━━━ Exercise input
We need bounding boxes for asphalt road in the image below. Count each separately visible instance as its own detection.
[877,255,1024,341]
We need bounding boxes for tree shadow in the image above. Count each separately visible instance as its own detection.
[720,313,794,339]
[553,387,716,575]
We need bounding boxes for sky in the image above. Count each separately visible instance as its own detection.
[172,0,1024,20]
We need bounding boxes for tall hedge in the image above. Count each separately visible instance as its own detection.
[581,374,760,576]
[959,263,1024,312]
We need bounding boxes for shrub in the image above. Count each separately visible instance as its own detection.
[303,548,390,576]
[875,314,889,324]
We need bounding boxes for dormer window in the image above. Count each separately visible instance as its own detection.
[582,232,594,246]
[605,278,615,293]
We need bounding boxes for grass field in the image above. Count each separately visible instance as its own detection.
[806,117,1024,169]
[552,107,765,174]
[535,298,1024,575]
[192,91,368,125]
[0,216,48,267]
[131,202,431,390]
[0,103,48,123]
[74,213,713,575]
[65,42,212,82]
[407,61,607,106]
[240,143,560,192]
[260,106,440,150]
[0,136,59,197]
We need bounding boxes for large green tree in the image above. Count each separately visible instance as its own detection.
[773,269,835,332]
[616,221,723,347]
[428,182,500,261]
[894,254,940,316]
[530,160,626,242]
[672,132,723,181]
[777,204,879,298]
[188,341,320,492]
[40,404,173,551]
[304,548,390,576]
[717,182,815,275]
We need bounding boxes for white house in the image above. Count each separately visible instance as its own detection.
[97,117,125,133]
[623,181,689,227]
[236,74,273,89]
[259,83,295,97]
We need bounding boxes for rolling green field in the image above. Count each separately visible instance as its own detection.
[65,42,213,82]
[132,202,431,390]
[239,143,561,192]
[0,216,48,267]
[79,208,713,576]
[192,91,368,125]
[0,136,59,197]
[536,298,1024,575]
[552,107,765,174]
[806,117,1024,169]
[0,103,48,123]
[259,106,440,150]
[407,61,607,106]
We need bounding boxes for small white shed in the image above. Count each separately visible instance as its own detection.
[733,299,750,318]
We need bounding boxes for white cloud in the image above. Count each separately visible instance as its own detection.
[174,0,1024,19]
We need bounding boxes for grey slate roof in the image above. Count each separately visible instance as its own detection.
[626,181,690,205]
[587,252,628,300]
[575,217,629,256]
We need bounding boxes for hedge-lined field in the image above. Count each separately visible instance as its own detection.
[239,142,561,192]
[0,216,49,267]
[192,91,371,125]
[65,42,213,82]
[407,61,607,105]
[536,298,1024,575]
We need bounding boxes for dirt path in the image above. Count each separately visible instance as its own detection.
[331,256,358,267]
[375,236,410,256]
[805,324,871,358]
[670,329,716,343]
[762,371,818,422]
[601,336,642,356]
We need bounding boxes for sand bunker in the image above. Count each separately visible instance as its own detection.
━━━━━━
• What to do: From the line holding "We need bounding boxes for rolling" down to the final line above, quote every line exactly and only those lines.

• Result below:
We need bounding boxes for rolling green field in the image above. Count each separately visible instance as its own detection.
[65,42,213,82]
[132,202,431,390]
[239,143,561,192]
[0,216,48,267]
[79,208,713,576]
[192,91,368,125]
[0,136,59,197]
[536,298,1024,575]
[552,107,765,174]
[806,117,1024,169]
[0,103,48,123]
[259,106,440,150]
[407,61,607,106]
We need bounding boxes for small white shed in the image above. Count each separately visible instance as its own detection.
[733,299,750,318]
We need bounding boxes for white cloud in the image above. Count each separately visible instance as its own detection.
[174,0,1024,19]
We need bounding boxes for grey slate roof in the image above. Count each separately visible instance as its own detection.
[626,181,690,205]
[587,252,628,300]
[575,217,629,256]
We need bounding boxes for hedge-lined field in the image above. Count each separately visible instance as its own detection.
[239,142,561,192]
[0,216,49,267]
[192,91,371,125]
[65,42,213,82]
[407,61,607,105]
[536,298,1024,575]
We need bounding boxes for dirt path in the image above. Count each separately visible instance as its own detection.
[331,256,358,267]
[375,236,410,256]
[805,324,871,358]
[670,329,716,343]
[762,371,818,422]
[601,336,642,356]
We need bounding boxes for sand bunker in the image above. Count each separately visible instance as its own detection.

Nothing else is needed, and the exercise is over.